### Challenge
From the items below, extract every line from the one containing "Can you spot any asphalt" down to the last line of the items, both ends included, and reproduce them word for word with nothing added.

## Start

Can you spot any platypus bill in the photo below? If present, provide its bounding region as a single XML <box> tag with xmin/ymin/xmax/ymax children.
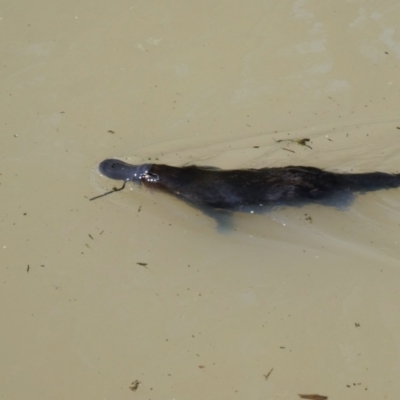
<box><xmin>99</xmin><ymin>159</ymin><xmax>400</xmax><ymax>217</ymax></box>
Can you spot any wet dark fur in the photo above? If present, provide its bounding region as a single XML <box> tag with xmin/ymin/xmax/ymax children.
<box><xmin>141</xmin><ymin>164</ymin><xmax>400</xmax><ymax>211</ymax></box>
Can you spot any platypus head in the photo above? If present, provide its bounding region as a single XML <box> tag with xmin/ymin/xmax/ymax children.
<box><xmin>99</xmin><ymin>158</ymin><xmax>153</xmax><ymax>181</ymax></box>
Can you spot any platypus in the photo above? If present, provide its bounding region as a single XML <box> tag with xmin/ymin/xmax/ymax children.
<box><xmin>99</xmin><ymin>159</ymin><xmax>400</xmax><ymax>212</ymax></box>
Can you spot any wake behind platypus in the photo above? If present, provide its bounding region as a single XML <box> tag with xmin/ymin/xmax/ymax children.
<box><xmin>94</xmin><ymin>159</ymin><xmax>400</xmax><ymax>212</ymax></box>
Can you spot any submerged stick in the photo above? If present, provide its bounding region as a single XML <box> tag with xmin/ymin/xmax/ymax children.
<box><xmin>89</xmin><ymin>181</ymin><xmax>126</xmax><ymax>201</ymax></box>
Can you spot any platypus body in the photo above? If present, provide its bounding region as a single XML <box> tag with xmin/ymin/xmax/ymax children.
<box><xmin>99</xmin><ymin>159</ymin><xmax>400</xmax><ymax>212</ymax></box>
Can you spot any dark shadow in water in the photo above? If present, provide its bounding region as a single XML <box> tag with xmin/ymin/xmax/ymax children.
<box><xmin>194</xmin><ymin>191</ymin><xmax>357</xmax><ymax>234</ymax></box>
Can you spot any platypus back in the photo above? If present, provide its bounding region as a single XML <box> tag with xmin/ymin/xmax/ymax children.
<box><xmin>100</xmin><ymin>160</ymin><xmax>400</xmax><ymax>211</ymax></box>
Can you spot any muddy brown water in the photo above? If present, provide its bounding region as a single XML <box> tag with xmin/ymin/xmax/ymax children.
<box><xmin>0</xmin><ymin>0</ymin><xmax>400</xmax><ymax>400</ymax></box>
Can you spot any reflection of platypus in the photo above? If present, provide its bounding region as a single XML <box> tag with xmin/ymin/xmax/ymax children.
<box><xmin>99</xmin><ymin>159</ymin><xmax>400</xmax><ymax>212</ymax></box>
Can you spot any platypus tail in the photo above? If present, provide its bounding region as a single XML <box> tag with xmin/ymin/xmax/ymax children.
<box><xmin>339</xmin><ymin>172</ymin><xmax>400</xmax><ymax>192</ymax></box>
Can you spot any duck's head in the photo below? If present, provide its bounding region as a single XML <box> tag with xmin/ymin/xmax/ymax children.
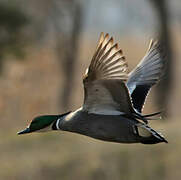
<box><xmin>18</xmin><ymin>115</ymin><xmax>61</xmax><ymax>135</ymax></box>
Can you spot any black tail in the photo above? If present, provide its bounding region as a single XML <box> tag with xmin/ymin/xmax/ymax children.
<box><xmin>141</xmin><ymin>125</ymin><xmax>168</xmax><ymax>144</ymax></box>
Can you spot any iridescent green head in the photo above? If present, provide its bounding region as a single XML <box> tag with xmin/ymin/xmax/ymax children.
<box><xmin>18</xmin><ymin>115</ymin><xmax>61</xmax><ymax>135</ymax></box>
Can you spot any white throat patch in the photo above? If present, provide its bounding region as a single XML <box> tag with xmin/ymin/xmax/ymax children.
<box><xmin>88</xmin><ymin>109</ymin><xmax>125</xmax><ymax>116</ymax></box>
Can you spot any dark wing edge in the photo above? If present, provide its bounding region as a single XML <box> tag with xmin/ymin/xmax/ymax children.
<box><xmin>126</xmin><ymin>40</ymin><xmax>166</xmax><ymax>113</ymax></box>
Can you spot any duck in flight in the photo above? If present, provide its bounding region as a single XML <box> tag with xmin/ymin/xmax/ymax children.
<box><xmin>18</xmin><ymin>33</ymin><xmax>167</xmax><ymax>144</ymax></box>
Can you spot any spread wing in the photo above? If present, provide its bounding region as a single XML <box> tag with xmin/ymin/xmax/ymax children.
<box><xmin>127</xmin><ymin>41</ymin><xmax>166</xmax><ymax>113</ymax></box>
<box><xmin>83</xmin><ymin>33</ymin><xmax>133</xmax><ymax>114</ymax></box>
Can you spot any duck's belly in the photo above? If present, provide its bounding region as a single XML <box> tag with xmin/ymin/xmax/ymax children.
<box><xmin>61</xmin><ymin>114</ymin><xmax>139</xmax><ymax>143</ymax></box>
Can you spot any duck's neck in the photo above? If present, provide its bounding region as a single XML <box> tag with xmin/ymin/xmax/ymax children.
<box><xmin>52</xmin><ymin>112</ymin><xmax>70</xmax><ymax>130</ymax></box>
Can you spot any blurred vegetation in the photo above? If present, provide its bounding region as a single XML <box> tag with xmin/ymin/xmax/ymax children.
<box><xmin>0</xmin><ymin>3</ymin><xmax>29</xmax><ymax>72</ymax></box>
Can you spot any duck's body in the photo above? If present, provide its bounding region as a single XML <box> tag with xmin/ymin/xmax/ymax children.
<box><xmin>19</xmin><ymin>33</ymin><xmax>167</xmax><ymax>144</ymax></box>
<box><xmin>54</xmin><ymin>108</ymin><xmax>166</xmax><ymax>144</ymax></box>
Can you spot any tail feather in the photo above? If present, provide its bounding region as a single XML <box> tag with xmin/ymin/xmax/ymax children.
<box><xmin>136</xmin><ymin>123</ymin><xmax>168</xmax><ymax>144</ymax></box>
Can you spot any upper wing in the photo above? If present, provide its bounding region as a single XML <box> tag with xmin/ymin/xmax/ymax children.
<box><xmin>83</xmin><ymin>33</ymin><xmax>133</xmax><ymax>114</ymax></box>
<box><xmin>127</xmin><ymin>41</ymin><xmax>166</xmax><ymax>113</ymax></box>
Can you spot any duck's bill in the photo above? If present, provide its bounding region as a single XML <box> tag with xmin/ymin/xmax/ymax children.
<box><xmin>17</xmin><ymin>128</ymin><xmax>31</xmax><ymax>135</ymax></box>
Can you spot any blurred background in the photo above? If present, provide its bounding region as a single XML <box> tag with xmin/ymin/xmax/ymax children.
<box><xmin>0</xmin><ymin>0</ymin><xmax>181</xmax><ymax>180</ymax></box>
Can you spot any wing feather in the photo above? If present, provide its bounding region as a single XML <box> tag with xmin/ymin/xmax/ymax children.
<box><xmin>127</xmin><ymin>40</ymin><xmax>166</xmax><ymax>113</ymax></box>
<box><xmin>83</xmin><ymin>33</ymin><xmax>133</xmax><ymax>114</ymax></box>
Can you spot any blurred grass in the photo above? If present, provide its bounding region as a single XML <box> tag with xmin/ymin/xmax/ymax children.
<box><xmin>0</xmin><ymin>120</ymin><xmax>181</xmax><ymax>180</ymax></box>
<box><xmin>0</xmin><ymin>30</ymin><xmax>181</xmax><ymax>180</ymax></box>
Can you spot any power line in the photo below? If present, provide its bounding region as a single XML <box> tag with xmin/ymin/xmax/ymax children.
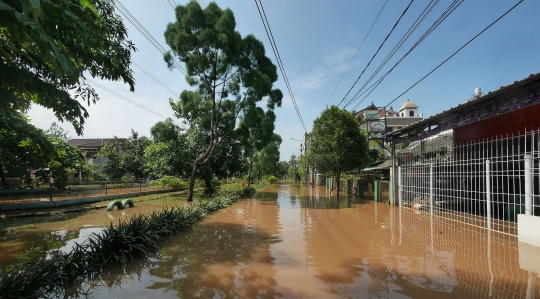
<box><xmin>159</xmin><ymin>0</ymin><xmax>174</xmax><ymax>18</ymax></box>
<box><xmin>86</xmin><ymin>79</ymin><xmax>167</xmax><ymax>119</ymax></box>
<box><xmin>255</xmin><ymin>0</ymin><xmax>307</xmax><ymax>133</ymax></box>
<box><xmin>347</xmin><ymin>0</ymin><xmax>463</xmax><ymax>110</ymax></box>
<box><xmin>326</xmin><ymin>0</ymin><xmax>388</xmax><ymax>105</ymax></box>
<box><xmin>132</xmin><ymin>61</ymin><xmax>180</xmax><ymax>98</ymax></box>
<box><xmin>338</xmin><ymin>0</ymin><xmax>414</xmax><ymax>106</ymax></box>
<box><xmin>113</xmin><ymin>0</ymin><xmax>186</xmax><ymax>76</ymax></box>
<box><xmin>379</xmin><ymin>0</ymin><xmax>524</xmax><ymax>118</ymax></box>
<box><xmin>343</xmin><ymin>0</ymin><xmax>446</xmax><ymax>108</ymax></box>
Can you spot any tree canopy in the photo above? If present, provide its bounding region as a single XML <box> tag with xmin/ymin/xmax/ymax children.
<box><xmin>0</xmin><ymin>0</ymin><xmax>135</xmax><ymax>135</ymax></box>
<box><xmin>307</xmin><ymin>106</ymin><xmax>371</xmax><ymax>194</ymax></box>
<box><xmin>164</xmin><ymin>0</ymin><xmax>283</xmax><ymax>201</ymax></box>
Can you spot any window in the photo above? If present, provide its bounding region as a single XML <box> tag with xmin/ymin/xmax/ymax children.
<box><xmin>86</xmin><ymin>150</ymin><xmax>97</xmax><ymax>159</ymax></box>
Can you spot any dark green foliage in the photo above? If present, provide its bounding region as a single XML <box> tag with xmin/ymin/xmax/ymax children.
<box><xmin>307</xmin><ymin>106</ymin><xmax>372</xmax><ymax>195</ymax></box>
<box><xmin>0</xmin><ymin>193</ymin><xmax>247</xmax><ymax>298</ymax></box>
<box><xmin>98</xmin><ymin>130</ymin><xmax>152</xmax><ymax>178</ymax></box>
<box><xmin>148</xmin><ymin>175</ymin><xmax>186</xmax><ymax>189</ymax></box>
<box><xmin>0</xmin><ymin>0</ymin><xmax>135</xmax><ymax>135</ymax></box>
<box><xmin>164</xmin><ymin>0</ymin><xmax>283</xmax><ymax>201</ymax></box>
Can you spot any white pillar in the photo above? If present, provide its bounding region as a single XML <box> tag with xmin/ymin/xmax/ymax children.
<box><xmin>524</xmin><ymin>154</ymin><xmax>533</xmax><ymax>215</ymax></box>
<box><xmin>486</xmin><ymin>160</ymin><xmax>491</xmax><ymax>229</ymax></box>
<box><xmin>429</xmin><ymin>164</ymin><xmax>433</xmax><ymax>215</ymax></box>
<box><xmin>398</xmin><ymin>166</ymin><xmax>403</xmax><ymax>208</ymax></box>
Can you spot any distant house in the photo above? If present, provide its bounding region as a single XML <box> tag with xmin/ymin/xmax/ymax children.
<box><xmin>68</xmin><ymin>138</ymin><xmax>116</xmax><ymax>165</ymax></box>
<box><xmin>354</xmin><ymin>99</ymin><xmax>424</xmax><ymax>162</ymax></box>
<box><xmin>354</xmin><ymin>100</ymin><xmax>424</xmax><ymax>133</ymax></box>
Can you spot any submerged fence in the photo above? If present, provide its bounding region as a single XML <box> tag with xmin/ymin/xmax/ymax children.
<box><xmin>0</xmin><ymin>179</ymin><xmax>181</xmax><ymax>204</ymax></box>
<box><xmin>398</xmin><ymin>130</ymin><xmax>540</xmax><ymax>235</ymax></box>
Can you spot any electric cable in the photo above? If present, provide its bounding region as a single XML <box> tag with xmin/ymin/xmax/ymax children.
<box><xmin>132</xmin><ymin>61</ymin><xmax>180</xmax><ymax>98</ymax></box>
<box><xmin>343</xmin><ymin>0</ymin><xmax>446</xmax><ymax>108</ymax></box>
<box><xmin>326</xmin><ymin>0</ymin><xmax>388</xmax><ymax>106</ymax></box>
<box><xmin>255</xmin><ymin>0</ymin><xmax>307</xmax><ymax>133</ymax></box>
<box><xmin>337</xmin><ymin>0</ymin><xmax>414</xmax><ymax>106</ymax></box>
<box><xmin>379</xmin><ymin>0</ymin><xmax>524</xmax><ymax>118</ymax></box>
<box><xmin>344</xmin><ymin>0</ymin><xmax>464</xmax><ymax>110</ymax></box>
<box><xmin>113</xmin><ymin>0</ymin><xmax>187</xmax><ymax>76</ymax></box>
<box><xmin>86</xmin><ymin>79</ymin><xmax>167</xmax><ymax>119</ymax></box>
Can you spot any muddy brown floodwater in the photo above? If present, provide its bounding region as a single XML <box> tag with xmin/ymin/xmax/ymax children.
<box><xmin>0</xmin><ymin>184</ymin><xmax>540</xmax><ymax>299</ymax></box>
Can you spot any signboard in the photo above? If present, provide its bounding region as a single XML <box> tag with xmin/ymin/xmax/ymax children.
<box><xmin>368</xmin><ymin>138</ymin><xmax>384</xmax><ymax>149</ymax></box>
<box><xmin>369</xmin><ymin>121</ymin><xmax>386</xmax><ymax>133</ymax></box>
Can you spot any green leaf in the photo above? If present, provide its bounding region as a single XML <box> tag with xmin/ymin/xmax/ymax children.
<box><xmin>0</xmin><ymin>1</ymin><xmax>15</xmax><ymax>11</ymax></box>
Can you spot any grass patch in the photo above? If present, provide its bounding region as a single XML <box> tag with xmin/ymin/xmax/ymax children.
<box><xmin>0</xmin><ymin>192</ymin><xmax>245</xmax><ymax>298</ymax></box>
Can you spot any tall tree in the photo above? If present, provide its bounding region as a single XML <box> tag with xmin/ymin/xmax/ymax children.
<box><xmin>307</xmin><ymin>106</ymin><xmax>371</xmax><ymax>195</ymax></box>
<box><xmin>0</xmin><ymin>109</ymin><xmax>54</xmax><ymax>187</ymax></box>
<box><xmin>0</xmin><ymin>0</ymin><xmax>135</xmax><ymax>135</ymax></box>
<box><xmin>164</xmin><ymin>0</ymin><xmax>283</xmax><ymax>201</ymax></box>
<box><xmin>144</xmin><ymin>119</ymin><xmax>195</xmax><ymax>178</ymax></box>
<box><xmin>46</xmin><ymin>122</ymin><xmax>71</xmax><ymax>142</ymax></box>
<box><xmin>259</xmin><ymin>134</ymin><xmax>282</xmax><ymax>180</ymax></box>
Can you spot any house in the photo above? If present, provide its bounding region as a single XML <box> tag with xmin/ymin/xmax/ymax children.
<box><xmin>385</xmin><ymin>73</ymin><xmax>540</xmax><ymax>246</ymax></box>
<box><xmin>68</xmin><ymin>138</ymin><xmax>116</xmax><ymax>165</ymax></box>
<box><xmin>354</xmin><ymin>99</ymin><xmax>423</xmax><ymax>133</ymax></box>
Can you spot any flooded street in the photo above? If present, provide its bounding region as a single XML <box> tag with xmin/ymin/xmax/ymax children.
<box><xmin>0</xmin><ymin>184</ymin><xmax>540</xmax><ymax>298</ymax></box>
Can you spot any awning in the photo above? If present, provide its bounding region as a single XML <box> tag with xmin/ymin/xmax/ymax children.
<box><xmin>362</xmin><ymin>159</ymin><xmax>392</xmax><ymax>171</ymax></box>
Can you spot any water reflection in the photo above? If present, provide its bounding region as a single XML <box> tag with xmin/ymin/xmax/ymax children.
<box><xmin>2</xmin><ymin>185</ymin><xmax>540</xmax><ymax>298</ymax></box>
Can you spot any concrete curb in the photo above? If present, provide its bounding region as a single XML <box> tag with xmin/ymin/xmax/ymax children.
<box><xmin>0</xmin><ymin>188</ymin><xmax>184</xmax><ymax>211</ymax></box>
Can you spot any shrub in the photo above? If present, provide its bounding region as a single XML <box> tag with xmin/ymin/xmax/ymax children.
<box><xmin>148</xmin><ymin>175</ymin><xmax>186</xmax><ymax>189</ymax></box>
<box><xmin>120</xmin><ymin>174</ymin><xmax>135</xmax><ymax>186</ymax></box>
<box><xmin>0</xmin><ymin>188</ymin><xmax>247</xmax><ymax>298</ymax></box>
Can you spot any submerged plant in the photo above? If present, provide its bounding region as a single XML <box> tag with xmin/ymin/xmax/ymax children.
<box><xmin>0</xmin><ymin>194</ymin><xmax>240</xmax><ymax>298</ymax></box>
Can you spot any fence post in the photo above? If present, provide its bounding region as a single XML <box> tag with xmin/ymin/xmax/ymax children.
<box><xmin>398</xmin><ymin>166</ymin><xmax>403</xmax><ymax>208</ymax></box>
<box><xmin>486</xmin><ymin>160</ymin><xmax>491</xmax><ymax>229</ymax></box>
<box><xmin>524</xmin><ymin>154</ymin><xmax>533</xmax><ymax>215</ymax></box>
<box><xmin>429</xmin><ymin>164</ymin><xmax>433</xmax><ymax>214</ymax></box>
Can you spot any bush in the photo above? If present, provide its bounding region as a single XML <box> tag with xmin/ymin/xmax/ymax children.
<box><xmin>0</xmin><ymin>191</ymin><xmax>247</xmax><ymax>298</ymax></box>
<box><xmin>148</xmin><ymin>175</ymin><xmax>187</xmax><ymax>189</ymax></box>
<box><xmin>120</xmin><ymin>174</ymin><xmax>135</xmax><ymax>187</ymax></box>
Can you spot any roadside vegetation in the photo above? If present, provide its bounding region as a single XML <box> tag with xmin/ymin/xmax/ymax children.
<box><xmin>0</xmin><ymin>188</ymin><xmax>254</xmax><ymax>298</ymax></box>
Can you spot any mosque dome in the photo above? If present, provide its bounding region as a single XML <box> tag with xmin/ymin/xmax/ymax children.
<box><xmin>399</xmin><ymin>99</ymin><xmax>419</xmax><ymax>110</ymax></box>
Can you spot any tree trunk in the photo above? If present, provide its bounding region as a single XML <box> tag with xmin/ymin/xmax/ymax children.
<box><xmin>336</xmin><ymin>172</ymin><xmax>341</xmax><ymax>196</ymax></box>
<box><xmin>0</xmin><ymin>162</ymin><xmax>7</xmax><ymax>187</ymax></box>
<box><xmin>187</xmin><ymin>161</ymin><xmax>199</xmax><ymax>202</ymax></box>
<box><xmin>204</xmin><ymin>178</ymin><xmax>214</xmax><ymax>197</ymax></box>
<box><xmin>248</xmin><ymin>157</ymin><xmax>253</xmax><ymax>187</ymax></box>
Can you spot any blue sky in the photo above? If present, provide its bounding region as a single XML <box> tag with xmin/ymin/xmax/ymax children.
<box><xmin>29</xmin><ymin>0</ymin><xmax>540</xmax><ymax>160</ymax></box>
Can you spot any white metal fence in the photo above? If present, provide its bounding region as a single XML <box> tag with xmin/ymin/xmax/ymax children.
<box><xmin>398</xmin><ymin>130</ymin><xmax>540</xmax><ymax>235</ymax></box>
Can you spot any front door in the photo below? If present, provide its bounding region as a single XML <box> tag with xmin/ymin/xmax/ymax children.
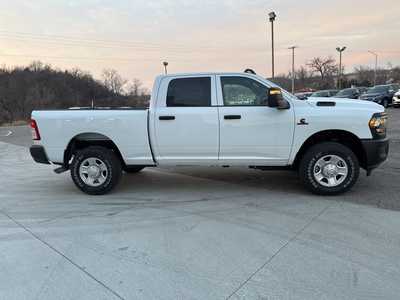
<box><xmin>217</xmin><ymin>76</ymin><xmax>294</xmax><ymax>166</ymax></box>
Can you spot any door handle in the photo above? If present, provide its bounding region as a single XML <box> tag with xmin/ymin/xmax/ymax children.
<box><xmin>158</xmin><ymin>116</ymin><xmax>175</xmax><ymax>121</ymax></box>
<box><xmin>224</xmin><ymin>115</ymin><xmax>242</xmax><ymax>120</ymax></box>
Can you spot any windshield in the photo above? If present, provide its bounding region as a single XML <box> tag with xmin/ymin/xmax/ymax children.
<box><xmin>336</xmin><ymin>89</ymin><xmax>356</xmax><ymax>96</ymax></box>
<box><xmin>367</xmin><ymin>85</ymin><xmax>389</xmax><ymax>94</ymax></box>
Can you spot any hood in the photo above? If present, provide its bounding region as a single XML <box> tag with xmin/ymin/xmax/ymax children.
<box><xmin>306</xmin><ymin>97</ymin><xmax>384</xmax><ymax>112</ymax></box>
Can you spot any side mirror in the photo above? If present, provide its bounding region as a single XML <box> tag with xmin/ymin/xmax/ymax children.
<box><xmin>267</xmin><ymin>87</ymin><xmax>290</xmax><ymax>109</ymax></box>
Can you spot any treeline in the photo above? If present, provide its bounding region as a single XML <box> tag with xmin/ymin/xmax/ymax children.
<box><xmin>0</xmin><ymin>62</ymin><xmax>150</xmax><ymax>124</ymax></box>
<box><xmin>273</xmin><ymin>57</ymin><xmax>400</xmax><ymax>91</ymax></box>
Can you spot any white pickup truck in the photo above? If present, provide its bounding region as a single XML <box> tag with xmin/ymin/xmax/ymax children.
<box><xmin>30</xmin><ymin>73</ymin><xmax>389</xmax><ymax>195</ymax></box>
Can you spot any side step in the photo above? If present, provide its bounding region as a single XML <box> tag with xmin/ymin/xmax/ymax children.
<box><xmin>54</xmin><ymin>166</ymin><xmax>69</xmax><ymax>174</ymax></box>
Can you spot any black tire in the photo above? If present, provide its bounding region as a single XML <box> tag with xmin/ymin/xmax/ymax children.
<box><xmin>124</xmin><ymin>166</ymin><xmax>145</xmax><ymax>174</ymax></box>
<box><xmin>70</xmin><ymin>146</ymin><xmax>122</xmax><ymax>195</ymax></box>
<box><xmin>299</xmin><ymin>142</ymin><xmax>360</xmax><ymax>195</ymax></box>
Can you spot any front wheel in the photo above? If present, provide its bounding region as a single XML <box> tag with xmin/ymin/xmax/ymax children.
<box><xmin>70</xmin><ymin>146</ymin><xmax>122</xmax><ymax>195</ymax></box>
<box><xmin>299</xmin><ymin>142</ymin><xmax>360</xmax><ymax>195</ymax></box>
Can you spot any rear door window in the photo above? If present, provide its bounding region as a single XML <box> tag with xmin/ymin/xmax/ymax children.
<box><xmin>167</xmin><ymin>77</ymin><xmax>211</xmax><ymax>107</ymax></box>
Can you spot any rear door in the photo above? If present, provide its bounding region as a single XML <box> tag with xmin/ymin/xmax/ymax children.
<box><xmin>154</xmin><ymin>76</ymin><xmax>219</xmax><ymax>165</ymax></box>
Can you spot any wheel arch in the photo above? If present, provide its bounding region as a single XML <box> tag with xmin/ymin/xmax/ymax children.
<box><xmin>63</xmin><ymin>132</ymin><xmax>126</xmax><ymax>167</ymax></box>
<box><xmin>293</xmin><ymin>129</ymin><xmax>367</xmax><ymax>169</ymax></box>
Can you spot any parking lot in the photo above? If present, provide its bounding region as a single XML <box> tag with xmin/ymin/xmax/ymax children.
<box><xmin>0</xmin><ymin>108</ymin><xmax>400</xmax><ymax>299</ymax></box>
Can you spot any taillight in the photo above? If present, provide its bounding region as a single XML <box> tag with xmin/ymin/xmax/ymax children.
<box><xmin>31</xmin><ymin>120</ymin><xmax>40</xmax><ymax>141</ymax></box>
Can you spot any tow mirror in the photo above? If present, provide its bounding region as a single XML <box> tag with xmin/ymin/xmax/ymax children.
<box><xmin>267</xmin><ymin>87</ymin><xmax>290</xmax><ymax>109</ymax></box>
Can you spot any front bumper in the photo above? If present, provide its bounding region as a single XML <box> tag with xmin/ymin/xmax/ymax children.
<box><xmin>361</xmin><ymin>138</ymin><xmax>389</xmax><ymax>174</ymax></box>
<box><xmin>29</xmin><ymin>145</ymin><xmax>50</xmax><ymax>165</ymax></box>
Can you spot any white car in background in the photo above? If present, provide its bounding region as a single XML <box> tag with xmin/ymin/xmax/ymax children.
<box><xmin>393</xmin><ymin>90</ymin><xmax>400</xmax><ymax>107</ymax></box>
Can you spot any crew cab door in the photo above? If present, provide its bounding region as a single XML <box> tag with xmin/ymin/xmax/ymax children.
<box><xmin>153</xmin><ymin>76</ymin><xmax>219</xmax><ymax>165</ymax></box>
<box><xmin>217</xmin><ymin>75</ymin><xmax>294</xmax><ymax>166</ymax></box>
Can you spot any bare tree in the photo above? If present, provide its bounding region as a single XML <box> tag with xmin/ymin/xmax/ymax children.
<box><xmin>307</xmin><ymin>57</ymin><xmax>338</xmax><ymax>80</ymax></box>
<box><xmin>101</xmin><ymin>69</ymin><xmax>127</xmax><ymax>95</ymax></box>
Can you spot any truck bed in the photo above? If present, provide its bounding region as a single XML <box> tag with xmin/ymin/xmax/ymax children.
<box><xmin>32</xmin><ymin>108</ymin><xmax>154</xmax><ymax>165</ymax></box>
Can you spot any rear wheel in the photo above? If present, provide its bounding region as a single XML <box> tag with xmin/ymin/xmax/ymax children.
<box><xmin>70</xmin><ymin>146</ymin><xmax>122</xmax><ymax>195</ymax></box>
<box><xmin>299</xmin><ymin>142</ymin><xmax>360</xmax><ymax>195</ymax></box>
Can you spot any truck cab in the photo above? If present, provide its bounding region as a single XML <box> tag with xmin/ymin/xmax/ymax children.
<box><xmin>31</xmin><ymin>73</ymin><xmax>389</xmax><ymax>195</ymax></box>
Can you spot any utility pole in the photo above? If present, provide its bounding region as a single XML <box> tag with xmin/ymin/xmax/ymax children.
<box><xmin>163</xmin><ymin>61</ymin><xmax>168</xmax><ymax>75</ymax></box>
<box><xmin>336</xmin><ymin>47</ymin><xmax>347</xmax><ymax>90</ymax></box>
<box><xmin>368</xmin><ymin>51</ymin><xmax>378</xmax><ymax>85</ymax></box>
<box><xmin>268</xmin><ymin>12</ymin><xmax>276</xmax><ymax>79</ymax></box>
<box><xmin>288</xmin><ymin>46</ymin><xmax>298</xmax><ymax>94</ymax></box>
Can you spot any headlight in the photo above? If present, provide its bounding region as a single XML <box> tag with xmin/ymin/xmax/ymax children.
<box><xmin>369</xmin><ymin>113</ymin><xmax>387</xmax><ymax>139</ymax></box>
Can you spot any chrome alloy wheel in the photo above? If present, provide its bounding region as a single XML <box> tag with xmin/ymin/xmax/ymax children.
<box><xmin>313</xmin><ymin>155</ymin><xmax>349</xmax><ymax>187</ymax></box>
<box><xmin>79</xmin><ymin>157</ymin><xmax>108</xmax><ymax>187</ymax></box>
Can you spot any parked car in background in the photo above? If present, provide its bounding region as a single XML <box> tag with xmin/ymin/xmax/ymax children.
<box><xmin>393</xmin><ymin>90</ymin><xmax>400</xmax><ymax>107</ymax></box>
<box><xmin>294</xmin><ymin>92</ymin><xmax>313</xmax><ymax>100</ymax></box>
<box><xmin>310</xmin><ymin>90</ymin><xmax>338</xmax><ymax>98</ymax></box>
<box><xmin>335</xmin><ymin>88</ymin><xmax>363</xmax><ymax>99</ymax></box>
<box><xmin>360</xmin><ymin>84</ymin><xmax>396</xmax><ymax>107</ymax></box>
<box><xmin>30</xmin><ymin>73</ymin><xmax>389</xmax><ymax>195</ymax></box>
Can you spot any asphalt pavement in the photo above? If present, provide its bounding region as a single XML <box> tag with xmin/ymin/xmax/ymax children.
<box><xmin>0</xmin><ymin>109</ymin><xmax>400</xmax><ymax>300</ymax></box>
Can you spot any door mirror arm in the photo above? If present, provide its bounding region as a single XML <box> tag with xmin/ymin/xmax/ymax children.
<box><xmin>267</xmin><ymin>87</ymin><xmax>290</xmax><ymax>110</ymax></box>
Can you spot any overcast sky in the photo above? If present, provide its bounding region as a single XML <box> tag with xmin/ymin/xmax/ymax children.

## End

### Result for this task
Can you spot any asphalt pavement in the photo above? If present, provide its bounding region as a single XML <box> tag with xmin/ymin/xmax/ymax children.
<box><xmin>0</xmin><ymin>109</ymin><xmax>400</xmax><ymax>300</ymax></box>
Can you spot any door mirror arm in the photo above? If present, provide its bounding region as a single XML <box> tag with xmin/ymin/xmax/ymax children.
<box><xmin>267</xmin><ymin>87</ymin><xmax>290</xmax><ymax>110</ymax></box>
Can you spot any overcast sky in the photo above? If present, provide its bounding region as a single XML <box> tag with xmin/ymin/xmax/ymax children.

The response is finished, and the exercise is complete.